◆ THE PROBLEM
Can you rewrite this data with every "city skyline" changed to "mountain range" and everything else kept the same? Leave the pictures out of your answer.

— start of PROVIDED RECORDS —

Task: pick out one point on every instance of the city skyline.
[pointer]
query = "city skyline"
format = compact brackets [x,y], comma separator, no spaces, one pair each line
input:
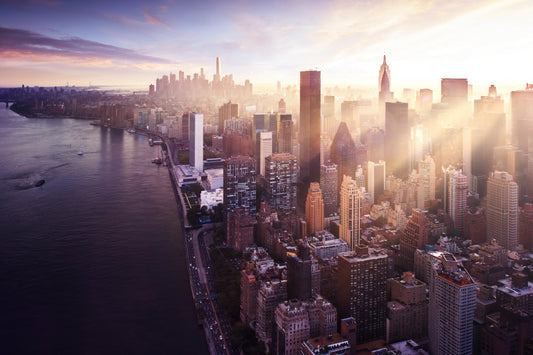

— end of PROVIDED RECORDS —

◆ FULL SOLUTION
Task: pick out one point on every instance of the mountain range.
[pointer]
query = "mountain range"
format = compact brackets [x,y], comma separator, no spaces, one pair each line
input:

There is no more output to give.